▽

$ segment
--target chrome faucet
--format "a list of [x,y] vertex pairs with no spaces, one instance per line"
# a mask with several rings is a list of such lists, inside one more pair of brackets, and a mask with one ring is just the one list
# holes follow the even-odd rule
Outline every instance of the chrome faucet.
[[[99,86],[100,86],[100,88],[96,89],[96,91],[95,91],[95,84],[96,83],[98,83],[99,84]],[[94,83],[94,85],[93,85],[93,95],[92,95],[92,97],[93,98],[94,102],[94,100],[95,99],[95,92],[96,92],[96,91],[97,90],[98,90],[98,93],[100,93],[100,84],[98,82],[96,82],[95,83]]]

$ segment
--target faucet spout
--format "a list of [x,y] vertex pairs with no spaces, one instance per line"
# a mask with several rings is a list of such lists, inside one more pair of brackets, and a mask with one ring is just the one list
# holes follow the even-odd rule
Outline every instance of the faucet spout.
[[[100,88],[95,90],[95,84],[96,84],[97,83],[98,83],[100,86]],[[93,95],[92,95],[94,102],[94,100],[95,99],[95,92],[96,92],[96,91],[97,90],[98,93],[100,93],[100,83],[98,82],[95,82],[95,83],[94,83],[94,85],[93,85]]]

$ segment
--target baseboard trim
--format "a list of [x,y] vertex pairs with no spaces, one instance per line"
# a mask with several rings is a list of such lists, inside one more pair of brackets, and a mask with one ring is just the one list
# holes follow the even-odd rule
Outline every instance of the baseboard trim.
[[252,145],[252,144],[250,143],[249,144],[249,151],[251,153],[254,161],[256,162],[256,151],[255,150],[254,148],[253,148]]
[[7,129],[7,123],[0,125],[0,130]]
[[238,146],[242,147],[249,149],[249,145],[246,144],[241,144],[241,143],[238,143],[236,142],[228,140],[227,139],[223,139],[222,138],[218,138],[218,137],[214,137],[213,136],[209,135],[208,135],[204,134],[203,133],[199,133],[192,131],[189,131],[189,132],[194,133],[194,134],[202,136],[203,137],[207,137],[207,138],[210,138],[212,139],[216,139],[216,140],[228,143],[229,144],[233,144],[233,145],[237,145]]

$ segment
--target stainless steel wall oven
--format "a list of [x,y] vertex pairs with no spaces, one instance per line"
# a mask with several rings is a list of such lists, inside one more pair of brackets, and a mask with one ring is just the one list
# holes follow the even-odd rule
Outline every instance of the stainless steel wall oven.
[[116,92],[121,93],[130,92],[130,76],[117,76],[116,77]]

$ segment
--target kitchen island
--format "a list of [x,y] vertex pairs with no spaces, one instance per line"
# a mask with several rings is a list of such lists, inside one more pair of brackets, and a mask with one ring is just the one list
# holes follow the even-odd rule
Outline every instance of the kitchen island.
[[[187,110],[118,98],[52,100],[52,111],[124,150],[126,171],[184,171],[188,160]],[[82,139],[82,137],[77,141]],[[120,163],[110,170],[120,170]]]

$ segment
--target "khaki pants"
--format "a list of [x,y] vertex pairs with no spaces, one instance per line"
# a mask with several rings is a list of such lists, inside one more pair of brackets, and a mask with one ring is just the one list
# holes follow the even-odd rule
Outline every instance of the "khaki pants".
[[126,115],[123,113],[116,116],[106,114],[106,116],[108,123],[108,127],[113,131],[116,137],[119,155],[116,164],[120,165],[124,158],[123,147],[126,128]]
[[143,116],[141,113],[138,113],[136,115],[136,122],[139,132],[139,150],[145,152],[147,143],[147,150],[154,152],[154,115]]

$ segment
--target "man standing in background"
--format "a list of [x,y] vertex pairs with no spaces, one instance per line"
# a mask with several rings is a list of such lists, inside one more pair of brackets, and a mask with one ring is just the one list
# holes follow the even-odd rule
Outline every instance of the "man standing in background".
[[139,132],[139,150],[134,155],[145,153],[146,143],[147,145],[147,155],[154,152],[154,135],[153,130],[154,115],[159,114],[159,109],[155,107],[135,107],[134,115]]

△

Problem description: Each line above is to be repeated exactly.

Output below:
$ segment
--target chrome faucet
--format "a list of [x,y] vertex pairs with no spaces, one instance per line"
# a mask with several rings is a list of such lists, inside one more pair of brackets, and a mask with one ring is just the one list
# holes follow the even-odd rule
Outline every instance of the chrome faucet.
[[[99,86],[100,86],[100,88],[96,89],[96,91],[95,91],[95,84],[96,83],[98,83],[99,84]],[[94,83],[94,85],[93,85],[93,95],[92,95],[92,97],[93,98],[94,102],[94,100],[95,99],[95,92],[96,92],[96,91],[97,90],[98,90],[98,93],[100,93],[100,84],[98,82],[96,82],[95,83]]]

$ segment
--target faucet spout
--format "a list of [x,y] vertex pairs with no spaces, one instance per line"
# a mask with several rings is a list of such lists, inside one more pair of brackets, and a mask with one ring is just the one list
# holes follow the even-odd rule
Outline every instance of the faucet spout.
[[[100,88],[95,90],[95,84],[96,84],[97,83],[98,83],[100,86]],[[93,95],[92,95],[94,102],[94,100],[95,99],[95,92],[96,92],[96,91],[97,90],[98,93],[100,93],[100,83],[98,82],[95,82],[95,83],[94,83],[94,85],[93,85]]]

$ segment
--target baseboard trim
--format "a list of [x,y] vertex pairs with no spaces, one instance per line"
# a mask with several rings is a list of such lists, inside one more pair of brackets, and a mask with one ring is just the one list
# holes follow the even-odd rule
Outline every instance of the baseboard trim.
[[252,145],[252,144],[250,143],[249,144],[249,151],[251,153],[254,161],[256,162],[256,151],[255,150],[254,148],[253,148]]
[[7,129],[7,123],[0,125],[0,130]]
[[238,146],[242,147],[249,149],[249,145],[246,144],[241,144],[241,143],[238,143],[236,142],[228,140],[227,139],[223,139],[222,138],[218,138],[218,137],[214,137],[213,136],[209,135],[208,135],[204,134],[203,133],[199,133],[192,131],[189,131],[189,132],[194,133],[194,134],[202,136],[203,137],[207,137],[207,138],[210,138],[212,139],[216,139],[216,140],[228,143],[229,144],[233,144],[233,145],[237,145]]

$ segment
--target stainless steel wall oven
--format "a list of [x,y] vertex pairs with no spaces, one instance per line"
# a mask with several rings is a list of such lists, inside one more pair of brackets, and a mask with one ring is just the one list
# holes follow the even-odd rule
Outline every instance of the stainless steel wall oven.
[[116,92],[121,93],[130,92],[130,76],[117,76],[116,77]]

$ segment
--target kitchen island
--format "a list of [x,y] vertex pairs with no spaces, one instance per line"
# a mask with several rings is a list of such lists, inside one more pair of brackets, and a mask with one ring is just the one list
# holes follow the even-odd rule
Outline every instance of the kitchen island.
[[[187,110],[118,98],[52,100],[52,111],[124,150],[126,171],[184,171],[188,160]],[[82,139],[82,137],[77,141]],[[120,163],[110,170],[120,170]]]

$ segment
--target "khaki pants"
--format "a list of [x,y] vertex pairs with no spaces, one instance per line"
# a mask with several rings is a list of such lists, inside one more pair of brackets, and a mask with one ring is just the one list
# holes follow the even-odd rule
Outline every instance of the "khaki pants".
[[126,115],[123,113],[116,116],[106,114],[106,116],[108,123],[108,127],[113,131],[116,137],[119,155],[116,164],[120,165],[124,158],[123,147],[126,128]]
[[143,116],[141,113],[138,113],[136,115],[136,122],[139,132],[139,150],[145,152],[147,143],[147,150],[154,152],[154,115]]

$ segment
--target "man standing in background"
--format "a list of [x,y] vertex pairs with no spaces, one instance per line"
# a mask with several rings is a list of such lists, inside one more pair of brackets, and a mask with one ring is just the one list
# holes follow the even-odd rule
Outline every instance of the "man standing in background".
[[139,132],[139,150],[134,155],[145,153],[146,143],[147,145],[147,155],[154,152],[154,135],[153,130],[154,115],[159,114],[159,109],[155,107],[135,107],[134,115]]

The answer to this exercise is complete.